>> begin Records provided

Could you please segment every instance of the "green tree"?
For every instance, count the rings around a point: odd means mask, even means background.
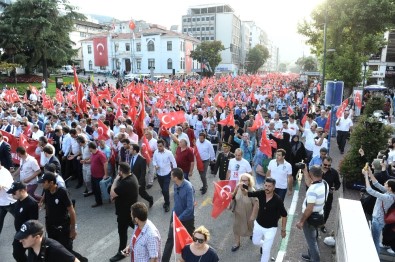
[[[67,0],[16,1],[0,16],[0,48],[27,71],[41,65],[47,81],[48,66],[60,66],[77,52],[69,37],[75,19],[85,16]]]
[[[300,57],[295,62],[302,71],[314,72],[317,71],[317,59],[313,56]]]
[[[361,82],[362,63],[385,44],[383,34],[394,25],[394,0],[326,0],[311,14],[298,31],[320,60],[322,70],[324,23],[327,14],[326,79],[342,80],[346,93]]]
[[[220,52],[223,50],[225,50],[225,47],[221,41],[204,41],[195,50],[191,51],[190,57],[206,65],[203,75],[212,76],[214,75],[214,69],[221,63]]]
[[[247,72],[255,74],[268,58],[269,50],[267,50],[266,46],[254,46],[247,54]]]
[[[281,73],[287,72],[287,64],[285,64],[285,63],[280,63],[280,64],[278,65],[278,71],[281,72]]]

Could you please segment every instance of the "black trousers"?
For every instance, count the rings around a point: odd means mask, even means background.
[[[117,217],[117,222],[118,222],[118,235],[119,235],[118,251],[121,251],[125,249],[128,243],[128,228],[132,222],[130,213],[119,215]]]
[[[27,262],[26,250],[19,240],[14,239],[12,242],[12,256],[16,262]]]
[[[331,213],[332,202],[333,202],[333,193],[329,192],[328,197],[327,197],[326,202],[325,202],[325,205],[324,205],[324,219],[325,219],[325,223],[328,220],[329,214]]]
[[[191,220],[186,220],[186,221],[181,221],[185,229],[188,231],[188,233],[192,236],[193,231],[195,231],[195,219]],[[173,216],[170,221],[170,226],[169,226],[169,233],[167,234],[167,240],[165,244],[165,249],[163,250],[163,255],[162,255],[162,262],[169,262],[172,251],[173,251],[173,246],[174,246],[174,236],[173,236]]]
[[[100,181],[102,180],[102,178],[96,178],[96,177],[92,177],[91,178],[91,183],[92,183],[92,192],[95,195],[95,200],[96,200],[96,204],[103,204],[103,200],[101,198],[101,191],[100,191]]]
[[[348,138],[348,131],[337,131],[337,145],[339,147],[340,152],[344,152],[344,147],[346,146],[346,141]]]

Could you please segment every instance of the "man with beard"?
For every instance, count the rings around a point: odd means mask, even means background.
[[[276,180],[266,178],[265,190],[248,192],[248,197],[259,199],[259,211],[257,219],[254,221],[254,231],[252,233],[252,242],[254,245],[261,246],[261,262],[267,262],[270,258],[270,249],[276,236],[278,220],[281,217],[281,237],[286,236],[287,211],[282,199],[274,193]],[[246,189],[242,188],[247,192]],[[262,239],[263,238],[263,239]]]

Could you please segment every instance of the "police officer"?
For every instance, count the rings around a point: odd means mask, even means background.
[[[15,239],[28,249],[29,261],[80,261],[58,241],[45,237],[44,226],[37,220],[23,223]]]
[[[14,226],[16,232],[21,228],[22,224],[31,219],[38,219],[38,204],[34,198],[29,196],[26,190],[26,184],[22,182],[14,182],[7,194],[12,194],[16,199],[15,202],[15,220]],[[13,252],[12,255],[17,262],[26,262],[26,249],[22,246],[21,242],[14,239],[12,242]]]
[[[226,179],[226,172],[228,172],[229,160],[235,155],[230,152],[232,145],[228,142],[222,142],[222,152],[218,154],[215,162],[215,170],[219,170],[218,176],[220,180]]]
[[[56,183],[56,175],[46,172],[39,180],[43,183],[48,237],[55,239],[81,261],[88,261],[73,251],[73,240],[77,236],[77,217],[69,193]]]

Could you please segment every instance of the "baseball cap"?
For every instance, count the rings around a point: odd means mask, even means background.
[[[7,194],[15,194],[15,192],[19,189],[26,189],[26,184],[19,181],[12,183],[10,189],[7,191]]]
[[[29,220],[22,224],[21,228],[15,234],[16,240],[22,240],[30,235],[35,235],[37,233],[44,232],[44,226],[37,220]]]
[[[38,183],[44,183],[44,181],[56,183],[56,175],[52,172],[45,172],[44,175],[38,180]]]

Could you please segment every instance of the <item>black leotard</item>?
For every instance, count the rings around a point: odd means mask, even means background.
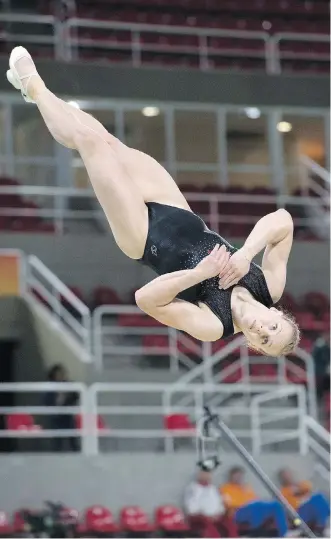
[[[215,247],[225,245],[231,254],[237,249],[216,232],[212,232],[195,213],[158,204],[147,203],[149,231],[141,262],[158,275],[184,269],[192,269]],[[261,268],[254,264],[238,285],[246,288],[252,296],[265,305],[273,304]],[[231,294],[233,287],[220,290],[218,278],[207,279],[179,294],[180,299],[190,303],[205,303],[223,324],[223,337],[234,333]]]

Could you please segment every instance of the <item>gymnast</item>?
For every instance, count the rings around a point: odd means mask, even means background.
[[[8,81],[37,105],[54,139],[79,152],[119,248],[158,274],[136,291],[142,311],[201,341],[243,333],[269,356],[295,349],[296,322],[273,307],[293,241],[286,210],[262,217],[237,250],[192,212],[157,161],[48,90],[26,49],[13,49],[9,68]],[[253,259],[262,250],[260,267]]]

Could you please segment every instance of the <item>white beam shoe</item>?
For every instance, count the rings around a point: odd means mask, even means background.
[[[22,58],[29,58],[31,60],[32,66],[31,66],[31,72],[28,72],[26,75],[20,76],[15,65],[19,60]],[[31,55],[28,53],[28,51],[24,47],[15,47],[9,57],[9,67],[10,69],[7,71],[7,79],[16,88],[16,90],[20,90],[23,98],[27,103],[35,103],[31,97],[28,96],[27,89],[29,86],[29,82],[31,77],[34,75],[38,75],[36,67],[34,65],[34,62],[31,58]],[[23,80],[27,80],[25,87],[23,86]]]

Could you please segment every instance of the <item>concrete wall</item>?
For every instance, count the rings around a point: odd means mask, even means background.
[[[31,313],[21,298],[0,298],[0,339],[18,342],[15,349],[16,382],[44,380],[42,353]]]
[[[242,242],[236,241],[235,245]],[[105,235],[1,234],[0,248],[18,248],[35,254],[68,285],[79,286],[89,299],[99,285],[111,286],[124,295],[153,275],[141,264],[125,257],[111,233]],[[295,242],[289,267],[287,289],[299,296],[308,290],[330,291],[330,251],[327,242]]]
[[[240,463],[232,454],[223,454],[222,459],[216,484],[224,480],[228,467]],[[312,478],[310,460],[299,455],[270,454],[259,462],[273,479],[284,463],[302,477]],[[79,510],[100,503],[117,512],[123,505],[138,503],[152,512],[158,504],[181,503],[194,471],[194,454],[0,456],[0,482],[6,485],[0,488],[0,507],[5,511],[38,507],[50,499]],[[261,496],[267,495],[259,480],[250,474],[248,479]]]
[[[75,382],[86,382],[88,365],[82,361],[84,350],[81,346],[68,332],[54,323],[43,306],[29,301],[28,308],[43,358],[43,372],[46,373],[56,363],[64,363],[70,379]]]

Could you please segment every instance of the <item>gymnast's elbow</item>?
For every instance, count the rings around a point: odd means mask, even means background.
[[[283,225],[284,228],[286,228],[288,232],[293,231],[293,219],[290,212],[288,212],[284,208],[279,208],[279,210],[275,212],[275,215],[277,215],[279,222]]]

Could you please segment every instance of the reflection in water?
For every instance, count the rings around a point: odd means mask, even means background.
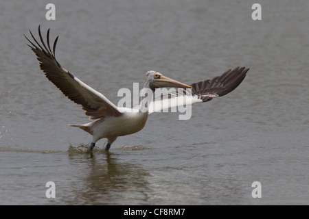
[[[69,154],[69,160],[76,167],[78,182],[71,187],[71,196],[62,197],[62,203],[147,203],[149,188],[145,177],[148,174],[140,166],[122,163],[113,153]]]

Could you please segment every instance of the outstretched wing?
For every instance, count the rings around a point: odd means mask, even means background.
[[[31,31],[30,34],[34,42],[26,39],[31,44],[28,46],[36,55],[40,62],[40,68],[45,73],[46,77],[52,81],[62,93],[74,103],[81,105],[86,111],[86,115],[91,120],[104,118],[106,116],[119,116],[122,113],[102,94],[91,88],[86,83],[71,74],[61,66],[55,57],[55,49],[57,37],[54,42],[52,51],[49,44],[49,29],[47,34],[47,45],[38,26],[38,35],[41,42],[38,42]]]
[[[203,103],[212,100],[214,97],[222,96],[233,91],[243,81],[250,68],[245,67],[229,69],[221,76],[191,84],[191,91],[174,91],[163,94],[155,98],[150,103],[149,114],[165,112],[169,108],[196,103]]]

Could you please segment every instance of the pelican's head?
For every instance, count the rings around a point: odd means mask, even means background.
[[[150,88],[152,91],[154,91],[156,88],[165,87],[192,88],[192,86],[165,77],[161,73],[154,70],[150,70],[146,73],[144,88]]]

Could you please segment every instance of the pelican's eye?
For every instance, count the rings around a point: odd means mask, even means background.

>> end Records provided

- [Exercise task]
Give again, word for word, every line from the one holding "Could you please segment every instance of the pelican's head?" to the end of the data.

- [Solved exercise]
Could you please segment every instance of the pelican's head?
For every instance, count the rings around a point: odd means mask, even means background.
[[[150,88],[152,91],[154,91],[156,88],[165,87],[192,88],[192,86],[165,77],[161,73],[154,70],[150,70],[146,73],[144,88]]]

Could you please segment every instance of the pelican's eye?
For every instance, count the rings around a point: odd means mask, even means background.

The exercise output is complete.